TAREAS PROPUESTAS —
1/ Según el texto sobre la caverna platónica, ¿quiénes producen el sucedáneo que reemplaza a la realidad?
2/ Repite el texto sobre la caverna platónica desde "Los simulacros, los" hasta "mismo de realidad.", incluidas estas últimas palabras.
3/ Di si cada frase coincide con el texto sobre la caverna platónica. Contesta sí o no y copia las palabras del texto que lo deciden.
(a) Los simulacros acercan al cavernícola de hoy a la realidad.
(b) Los que producen el sucedáneo se esconden tras el equivalente del murete descrito por Platón.
(c) Lo que queda fuera de la visión queda fuera también del concepto mismo de realidad.

TEXTO FUENTE —
────────────────────

Los simulacros, los εἴδωλα –eídola- en los que se determina la δόξα –doxa- y que remiten a la esfera del εἶδος –eidos-, del «conocer», lejos de acercar al actual cavernícola teledependiente y tenonarcotizado a la realidad, lo distraen y lo separan de ella no menos de cuanto lo hacían las paredes rocosas de la caverna platónica. La realidad y su conocimiento objetivo son sustituidos por un sucedáneo producido in vitro por quienes, sin dejarse ver, escondidos tras el equivalente del murete descrito por Platón, deciden qué cosas deben verse y cómo, y qué otras, por el contrario, deben permanecer excluidas de la visión y, por tanto, del concepto mismo de realidad.

────────────────────

FILAS MOSTRADAS —
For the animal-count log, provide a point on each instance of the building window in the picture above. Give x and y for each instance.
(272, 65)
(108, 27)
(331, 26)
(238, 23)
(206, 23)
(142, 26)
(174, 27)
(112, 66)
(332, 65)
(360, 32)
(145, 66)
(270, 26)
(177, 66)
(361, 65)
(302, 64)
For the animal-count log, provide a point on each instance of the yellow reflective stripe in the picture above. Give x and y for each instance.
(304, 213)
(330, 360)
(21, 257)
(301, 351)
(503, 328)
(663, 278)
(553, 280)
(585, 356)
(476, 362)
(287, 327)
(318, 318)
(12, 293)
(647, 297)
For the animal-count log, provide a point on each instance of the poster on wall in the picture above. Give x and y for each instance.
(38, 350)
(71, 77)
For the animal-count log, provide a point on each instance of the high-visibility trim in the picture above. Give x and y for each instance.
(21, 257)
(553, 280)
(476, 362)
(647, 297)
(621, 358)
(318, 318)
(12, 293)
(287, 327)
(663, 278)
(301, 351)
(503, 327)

────────────────────

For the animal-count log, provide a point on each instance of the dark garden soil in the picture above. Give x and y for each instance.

────────────────────

SOLUCIONES —
1/ Quienes, sin dejarse ver, escondidos tras el equivalente del murete descrito por Platón, deciden qué cosas deben verse y cómo.

2/
Los simulacros, los εἴδωλα –eídola- en los que se determina la δόξα –doxa- y que remiten a la esfera del εἶδος –eidos-, del «conocer», lejos de acercar al actual cavernícola teledependiente y tenonarcotizado a la realidad, lo distraen y lo separan de ella no menos de cuanto lo hacían las paredes rocosas de la caverna platónica. La realidad y su conocimiento objetivo son sustituidos por un sucedáneo producido in vitro por quienes, sin dejarse ver, escondidos tras el equivalente del murete descrito por Platón, deciden qué cosas deben verse y cómo, y qué otras, por el contrario, deben permanecer excluidas de la visión y, por tanto, del concepto mismo de realidad.

3/
(a) No: "lejos de acercar al actual cavernícola teledependiente y tenonarcotizado a la realidad, lo distraen y lo separan de ella".
(b) Sí: "escondidos tras el equivalente del murete descrito por Platón".
(c) Sí: "deben permanecer excluidas de la visión y, por tanto, del concepto mismo de realidad".